- **TESTO ESTRATTO**
..............................

Fin dall’introduzione intitolata “Rari nantes” – tratta dal secondo emistichio di un verso (I, 118) dell’Eneide di Publio Virgilio Marone (Rari nantes in gurgite vasto «rari nuotatori nel vasto gorgo») – l’autore sostiene che gli Stati, come sono stati conosciuti fino ad oggi, stanno naufragando perché non fanno più il benessere dei cittadini. Essi si trovano di fronte ad un bivio esistenziale: invece di avere buoni rapporti con altri Stati sono sempre più impegnati a fare la guerra. La cultura degli Stati è diventata una cultura distruttiva: guerra all’esterno o imposte elevatissime sui propri cittadini. A questo punto, gli Stati saranno costretti o a seguire un percorso di pacificazione e giustizia che porti ad un comportamento razionale delle relazioni internazionali, oppure vedranno deperire il proprio ruolo a rischio di diventare irrilevanti.

..............................

Dati di puntamento basati su immagini:
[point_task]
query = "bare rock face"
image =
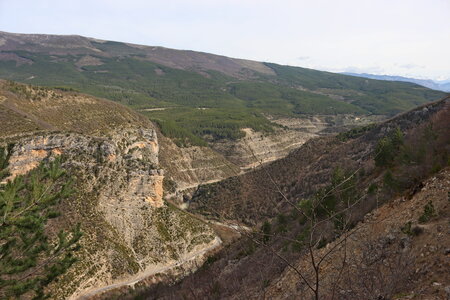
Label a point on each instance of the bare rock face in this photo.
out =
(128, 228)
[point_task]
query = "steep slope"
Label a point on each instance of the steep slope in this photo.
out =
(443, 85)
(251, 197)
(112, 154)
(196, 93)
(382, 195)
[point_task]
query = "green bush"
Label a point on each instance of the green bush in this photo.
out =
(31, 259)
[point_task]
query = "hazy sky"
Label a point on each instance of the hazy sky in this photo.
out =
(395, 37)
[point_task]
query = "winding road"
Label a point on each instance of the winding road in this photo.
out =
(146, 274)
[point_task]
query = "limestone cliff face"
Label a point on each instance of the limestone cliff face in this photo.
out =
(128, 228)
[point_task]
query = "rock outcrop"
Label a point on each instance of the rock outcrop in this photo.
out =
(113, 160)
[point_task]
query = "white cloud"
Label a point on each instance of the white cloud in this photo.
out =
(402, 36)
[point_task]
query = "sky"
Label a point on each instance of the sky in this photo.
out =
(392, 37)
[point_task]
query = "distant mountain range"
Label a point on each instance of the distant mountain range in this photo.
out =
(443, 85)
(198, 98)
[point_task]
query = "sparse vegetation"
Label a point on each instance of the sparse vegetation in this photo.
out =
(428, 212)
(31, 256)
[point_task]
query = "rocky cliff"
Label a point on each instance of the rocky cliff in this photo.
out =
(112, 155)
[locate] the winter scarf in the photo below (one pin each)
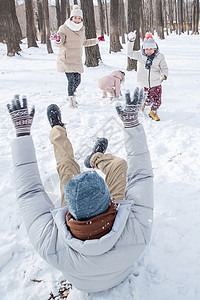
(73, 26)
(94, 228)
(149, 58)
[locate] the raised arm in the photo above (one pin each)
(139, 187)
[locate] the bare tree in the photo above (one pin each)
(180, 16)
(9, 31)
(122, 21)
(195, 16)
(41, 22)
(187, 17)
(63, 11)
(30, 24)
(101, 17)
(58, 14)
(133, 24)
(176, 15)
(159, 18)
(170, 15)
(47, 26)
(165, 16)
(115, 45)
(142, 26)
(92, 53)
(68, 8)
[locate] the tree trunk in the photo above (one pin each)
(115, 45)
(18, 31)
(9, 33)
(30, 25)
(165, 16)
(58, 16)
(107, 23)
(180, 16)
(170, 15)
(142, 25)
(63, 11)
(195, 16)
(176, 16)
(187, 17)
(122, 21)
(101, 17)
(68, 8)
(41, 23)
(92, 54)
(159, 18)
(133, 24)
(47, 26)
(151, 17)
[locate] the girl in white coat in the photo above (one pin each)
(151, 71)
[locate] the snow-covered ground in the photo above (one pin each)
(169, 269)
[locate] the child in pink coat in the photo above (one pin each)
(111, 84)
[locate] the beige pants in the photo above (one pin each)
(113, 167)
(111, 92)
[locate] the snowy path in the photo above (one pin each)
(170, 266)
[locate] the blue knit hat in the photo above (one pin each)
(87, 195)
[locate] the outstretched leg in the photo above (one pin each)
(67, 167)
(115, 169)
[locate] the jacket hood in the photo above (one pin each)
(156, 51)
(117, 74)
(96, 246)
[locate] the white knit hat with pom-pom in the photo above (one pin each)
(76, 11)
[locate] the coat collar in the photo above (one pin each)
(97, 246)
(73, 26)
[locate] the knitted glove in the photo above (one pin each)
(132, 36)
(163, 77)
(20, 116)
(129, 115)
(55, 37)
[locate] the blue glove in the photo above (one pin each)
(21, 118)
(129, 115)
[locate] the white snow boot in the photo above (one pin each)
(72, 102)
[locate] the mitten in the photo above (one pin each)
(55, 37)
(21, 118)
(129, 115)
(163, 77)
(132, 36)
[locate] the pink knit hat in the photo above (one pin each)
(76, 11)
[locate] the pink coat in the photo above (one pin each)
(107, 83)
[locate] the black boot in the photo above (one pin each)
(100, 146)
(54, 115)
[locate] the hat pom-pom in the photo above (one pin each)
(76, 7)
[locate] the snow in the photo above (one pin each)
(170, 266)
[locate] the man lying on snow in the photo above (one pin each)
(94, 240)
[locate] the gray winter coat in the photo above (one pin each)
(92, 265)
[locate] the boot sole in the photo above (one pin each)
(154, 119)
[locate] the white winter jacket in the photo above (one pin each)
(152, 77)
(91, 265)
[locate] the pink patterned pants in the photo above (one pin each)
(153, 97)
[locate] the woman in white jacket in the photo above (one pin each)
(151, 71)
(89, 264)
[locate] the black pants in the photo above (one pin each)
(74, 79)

..............................

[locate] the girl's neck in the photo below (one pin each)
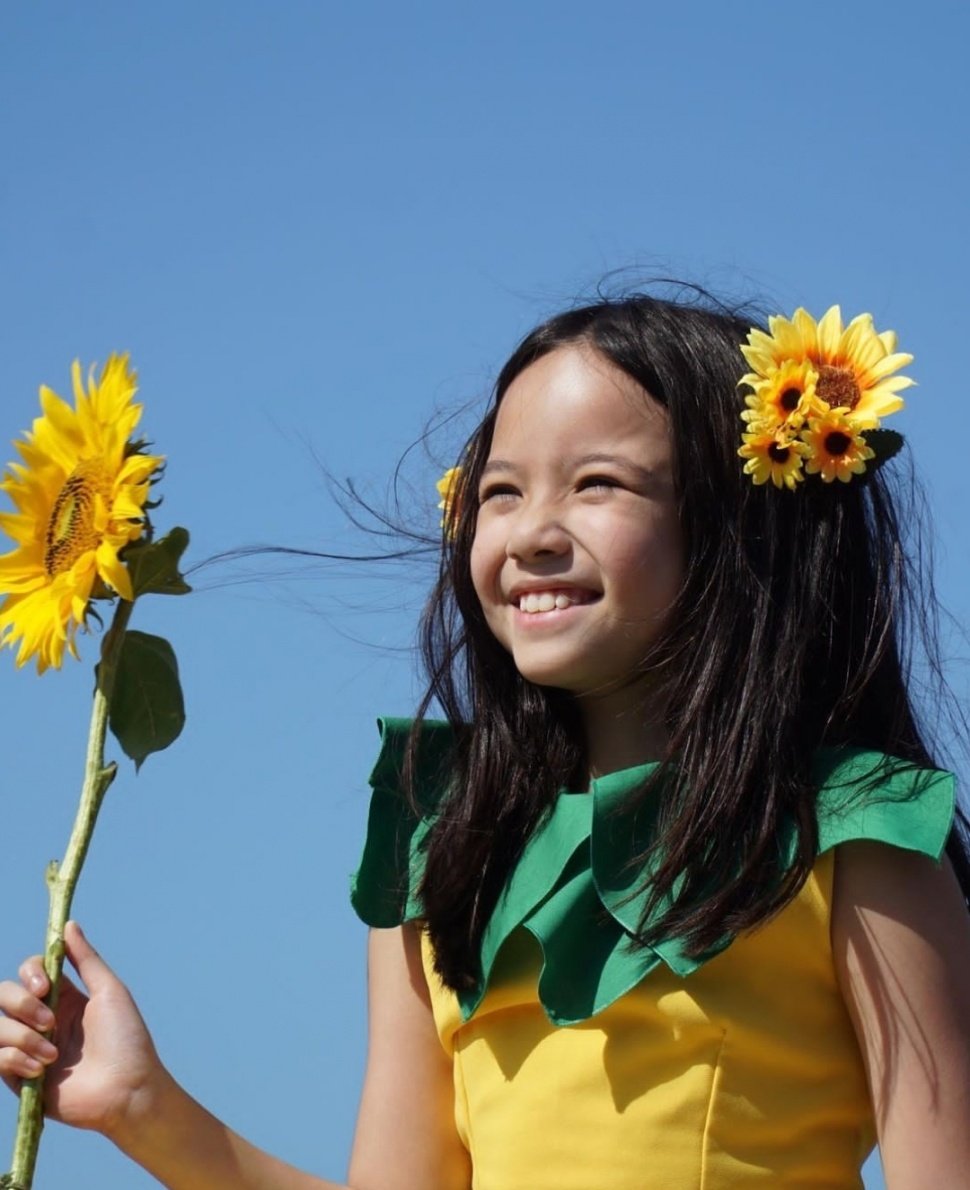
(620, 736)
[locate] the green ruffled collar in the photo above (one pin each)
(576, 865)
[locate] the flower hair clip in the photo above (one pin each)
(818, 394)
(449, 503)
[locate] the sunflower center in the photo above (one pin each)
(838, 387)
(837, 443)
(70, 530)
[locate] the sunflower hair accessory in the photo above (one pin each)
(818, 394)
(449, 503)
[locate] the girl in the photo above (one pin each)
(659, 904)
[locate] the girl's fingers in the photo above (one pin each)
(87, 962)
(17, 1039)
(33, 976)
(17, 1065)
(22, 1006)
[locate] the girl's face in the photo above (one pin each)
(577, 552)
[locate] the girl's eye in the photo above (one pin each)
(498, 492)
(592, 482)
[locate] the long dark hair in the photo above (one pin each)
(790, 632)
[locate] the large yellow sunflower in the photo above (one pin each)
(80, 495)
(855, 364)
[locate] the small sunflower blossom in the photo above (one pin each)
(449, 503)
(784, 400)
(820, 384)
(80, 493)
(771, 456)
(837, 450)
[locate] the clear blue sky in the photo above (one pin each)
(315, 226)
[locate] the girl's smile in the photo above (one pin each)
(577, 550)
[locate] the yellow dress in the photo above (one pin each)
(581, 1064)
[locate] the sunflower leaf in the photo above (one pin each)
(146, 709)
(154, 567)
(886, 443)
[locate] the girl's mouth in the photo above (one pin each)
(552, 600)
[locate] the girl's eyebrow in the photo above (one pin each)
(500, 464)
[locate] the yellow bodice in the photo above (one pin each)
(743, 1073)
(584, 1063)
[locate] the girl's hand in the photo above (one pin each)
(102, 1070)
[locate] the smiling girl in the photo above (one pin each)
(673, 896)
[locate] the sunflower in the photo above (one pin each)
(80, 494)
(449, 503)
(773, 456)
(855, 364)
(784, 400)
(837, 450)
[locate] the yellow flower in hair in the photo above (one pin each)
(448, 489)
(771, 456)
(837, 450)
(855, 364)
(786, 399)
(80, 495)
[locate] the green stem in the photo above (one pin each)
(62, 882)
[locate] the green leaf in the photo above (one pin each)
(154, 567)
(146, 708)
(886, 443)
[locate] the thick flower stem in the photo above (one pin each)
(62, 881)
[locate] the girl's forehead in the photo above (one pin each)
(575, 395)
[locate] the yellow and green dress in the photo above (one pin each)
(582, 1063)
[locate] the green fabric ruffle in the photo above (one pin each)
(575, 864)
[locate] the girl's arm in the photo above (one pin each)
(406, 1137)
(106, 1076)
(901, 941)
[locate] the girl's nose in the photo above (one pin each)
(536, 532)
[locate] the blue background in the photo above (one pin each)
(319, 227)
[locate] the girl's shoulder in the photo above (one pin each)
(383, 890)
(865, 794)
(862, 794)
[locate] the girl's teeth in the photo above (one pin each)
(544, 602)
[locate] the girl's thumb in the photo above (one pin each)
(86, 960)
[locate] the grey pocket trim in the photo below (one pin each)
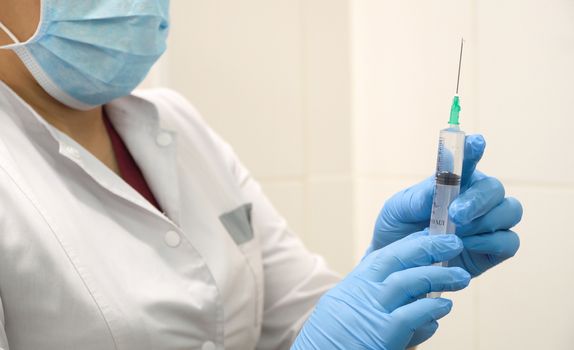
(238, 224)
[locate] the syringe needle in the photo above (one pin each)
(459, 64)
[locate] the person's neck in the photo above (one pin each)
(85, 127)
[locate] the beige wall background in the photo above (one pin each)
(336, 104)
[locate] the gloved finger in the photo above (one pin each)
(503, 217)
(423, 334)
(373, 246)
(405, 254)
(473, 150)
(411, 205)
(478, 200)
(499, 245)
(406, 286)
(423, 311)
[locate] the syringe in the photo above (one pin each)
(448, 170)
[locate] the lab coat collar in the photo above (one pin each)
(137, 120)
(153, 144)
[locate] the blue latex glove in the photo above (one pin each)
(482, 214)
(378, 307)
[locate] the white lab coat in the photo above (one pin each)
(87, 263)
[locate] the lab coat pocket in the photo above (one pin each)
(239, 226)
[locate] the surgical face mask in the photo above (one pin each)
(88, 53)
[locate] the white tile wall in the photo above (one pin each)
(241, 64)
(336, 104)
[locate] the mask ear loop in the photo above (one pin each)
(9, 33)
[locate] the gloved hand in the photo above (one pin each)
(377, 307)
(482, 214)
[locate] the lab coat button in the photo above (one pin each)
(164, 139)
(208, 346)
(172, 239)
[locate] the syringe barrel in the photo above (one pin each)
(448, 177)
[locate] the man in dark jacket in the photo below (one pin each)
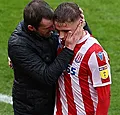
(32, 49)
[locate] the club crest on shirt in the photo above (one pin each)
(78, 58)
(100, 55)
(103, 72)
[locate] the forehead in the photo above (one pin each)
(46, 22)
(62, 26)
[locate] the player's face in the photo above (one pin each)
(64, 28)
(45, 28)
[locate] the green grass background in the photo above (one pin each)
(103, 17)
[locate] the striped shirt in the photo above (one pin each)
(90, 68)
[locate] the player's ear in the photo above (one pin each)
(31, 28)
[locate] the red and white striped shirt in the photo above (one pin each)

..............................

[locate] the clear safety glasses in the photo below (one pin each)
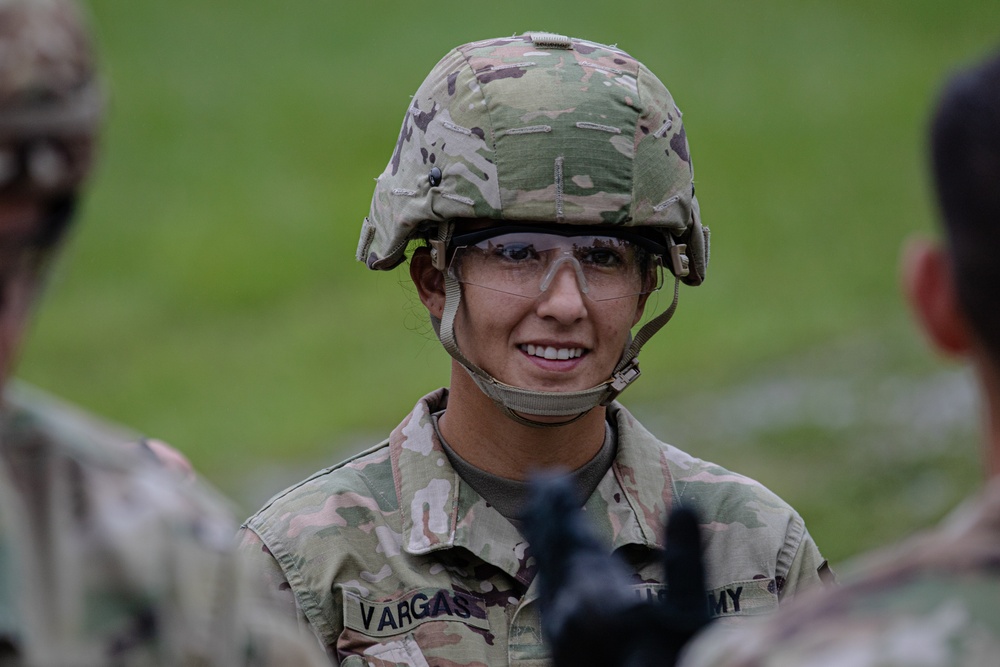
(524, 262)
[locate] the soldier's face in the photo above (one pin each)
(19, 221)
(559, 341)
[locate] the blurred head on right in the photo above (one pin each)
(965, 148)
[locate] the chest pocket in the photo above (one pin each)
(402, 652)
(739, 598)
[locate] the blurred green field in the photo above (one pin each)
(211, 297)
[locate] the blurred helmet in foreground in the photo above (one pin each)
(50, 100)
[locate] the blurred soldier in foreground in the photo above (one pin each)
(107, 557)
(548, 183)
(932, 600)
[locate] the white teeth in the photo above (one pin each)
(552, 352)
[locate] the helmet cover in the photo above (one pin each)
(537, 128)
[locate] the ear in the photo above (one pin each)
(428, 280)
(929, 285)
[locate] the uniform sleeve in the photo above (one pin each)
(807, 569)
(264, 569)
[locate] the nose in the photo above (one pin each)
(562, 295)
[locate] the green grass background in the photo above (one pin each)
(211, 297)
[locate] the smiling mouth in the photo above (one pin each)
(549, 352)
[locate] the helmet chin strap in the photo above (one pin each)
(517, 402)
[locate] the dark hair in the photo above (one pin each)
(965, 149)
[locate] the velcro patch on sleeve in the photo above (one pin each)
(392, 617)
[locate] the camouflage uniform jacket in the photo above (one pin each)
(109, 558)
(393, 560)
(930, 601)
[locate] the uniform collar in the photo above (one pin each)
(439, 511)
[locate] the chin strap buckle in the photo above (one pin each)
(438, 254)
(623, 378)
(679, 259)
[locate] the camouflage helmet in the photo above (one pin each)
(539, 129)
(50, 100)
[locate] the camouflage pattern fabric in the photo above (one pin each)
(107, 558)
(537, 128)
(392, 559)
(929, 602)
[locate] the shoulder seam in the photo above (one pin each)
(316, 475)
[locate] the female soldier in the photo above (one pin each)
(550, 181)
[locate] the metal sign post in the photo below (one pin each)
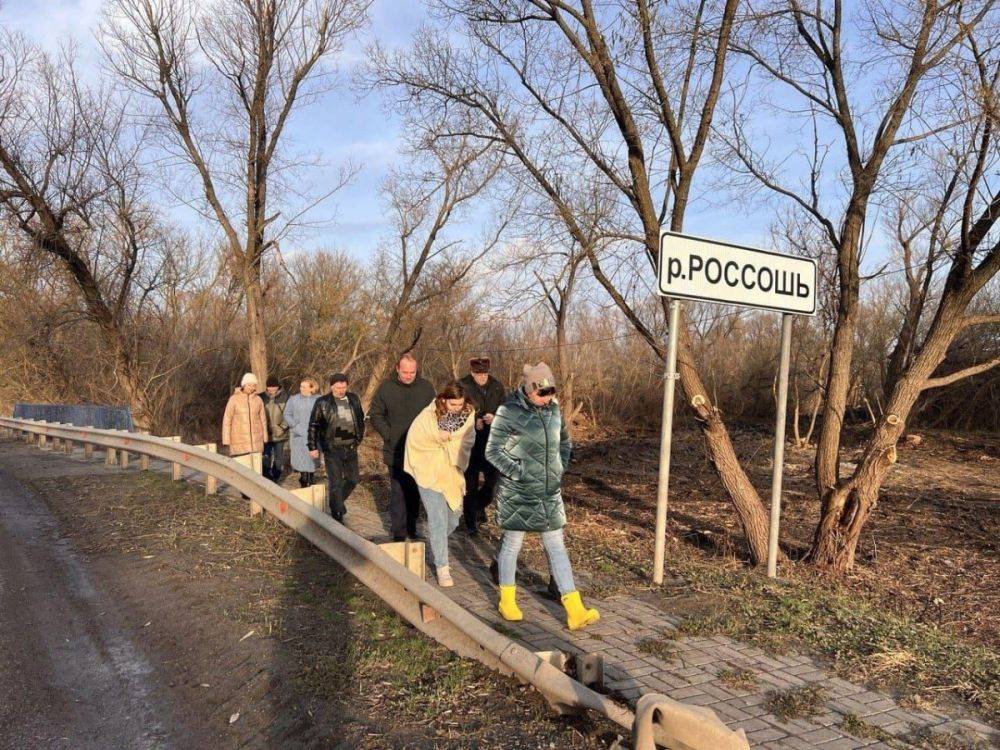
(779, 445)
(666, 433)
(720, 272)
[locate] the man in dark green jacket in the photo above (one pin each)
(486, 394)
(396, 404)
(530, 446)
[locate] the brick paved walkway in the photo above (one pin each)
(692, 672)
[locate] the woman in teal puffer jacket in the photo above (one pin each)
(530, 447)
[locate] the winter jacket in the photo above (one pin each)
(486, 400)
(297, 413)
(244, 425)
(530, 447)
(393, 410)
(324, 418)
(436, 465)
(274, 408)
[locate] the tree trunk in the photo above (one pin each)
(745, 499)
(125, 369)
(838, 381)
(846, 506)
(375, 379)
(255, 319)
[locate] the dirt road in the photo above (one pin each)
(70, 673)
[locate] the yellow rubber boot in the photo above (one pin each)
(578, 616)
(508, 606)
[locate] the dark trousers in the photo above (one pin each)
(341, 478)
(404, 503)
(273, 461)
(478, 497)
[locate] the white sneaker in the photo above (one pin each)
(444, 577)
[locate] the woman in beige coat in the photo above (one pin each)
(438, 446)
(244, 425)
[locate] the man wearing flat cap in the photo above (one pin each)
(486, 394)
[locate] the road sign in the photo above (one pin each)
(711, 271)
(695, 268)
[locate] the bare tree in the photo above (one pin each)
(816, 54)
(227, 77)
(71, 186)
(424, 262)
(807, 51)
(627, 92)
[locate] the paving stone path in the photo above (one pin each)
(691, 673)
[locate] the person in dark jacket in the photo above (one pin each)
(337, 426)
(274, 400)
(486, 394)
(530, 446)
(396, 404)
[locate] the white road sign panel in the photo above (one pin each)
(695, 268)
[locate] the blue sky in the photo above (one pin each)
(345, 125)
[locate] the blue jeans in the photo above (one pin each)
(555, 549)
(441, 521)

..............................

- **DOMANDE**
1 – Cita dal testo estratto il passo compreso tra «Fin dall’introduzione intitolata» e «di diventare irrilevanti.», estremi inclusi.
2 – Stabilisci se le affermazioni (a), (b) e (c) concordano con il testo estratto. Per ciascuna rispondi sì o no e cita esattamente le parole del testo che lo dimostrano.
(a) Il titolo dell'introduzione è preso da un verso dell'Eneide.
(b) Secondo l'autore, gli Stati intrattengono rapporti sempre migliori con gli altri Stati.
(c) La cultura degli Stati è diventata costruttiva.
3 – Riscrivi sotto forma di elenco il paragrafo del testo estratto che comincia con «Fin dall’introduzione intitolata», mantenendone i fatti principali.
I dati non hanno alcun legame con il testo estratto.

- **RISPOSTE**
1 –
Fin dall’introduzione intitolata “Rari nantes” – tratta dal secondo emistichio di un verso (I, 118) dell’Eneide di Publio Virgilio Marone (Rari nantes in gurgite vasto «rari nuotatori nel vasto gorgo») – l’autore sostiene che gli Stati, come sono stati conosciuti fino ad oggi, stanno naufragando perché non fanno più il benessere dei cittadini. Essi si trovano di fronte ad un bivio esistenziale: invece di avere buoni rapporti con altri Stati sono sempre più impegnati a fare la guerra. La cultura degli Stati è diventata una cultura distruttiva: guerra all’esterno o imposte elevatissime sui propri cittadini. A questo punto, gli Stati saranno costretti o a seguire un percorso di pacificazione e giustizia che porti ad un comportamento razionale delle relazioni internazionali, oppure vedranno deperire il proprio ruolo a rischio di diventare irrilevanti.

2 –
(a) Sì: «tratta dal secondo emistichio di un verso (I, 118) dell’Eneide di Publio Virgilio Marone».
(b) No: «invece di avere buoni rapporti con altri Stati sono sempre più impegnati a fare la guerra».
(c) No: «La cultura degli Stati è diventata una cultura distruttiva».

3 –
- L'introduzione si intitola "Rari nantes", da un verso dell'Eneide (I, 118).
- Per l'autore gli Stati stanno naufragando perché non fanno più il benessere dei cittadini.
- Invece di avere buoni rapporti con altri Stati, sono sempre più impegnati a fare la guerra.
- La loro cultura è diventata distruttiva: guerra all'esterno o imposte elevatissime sui cittadini.
- Gli Stati dovranno scegliere tra un percorso di pacificazione e giustizia, che porti a relazioni internazionali razionali, e il deperimento del proprio ruolo, con il rischio di diventare irrilevanti.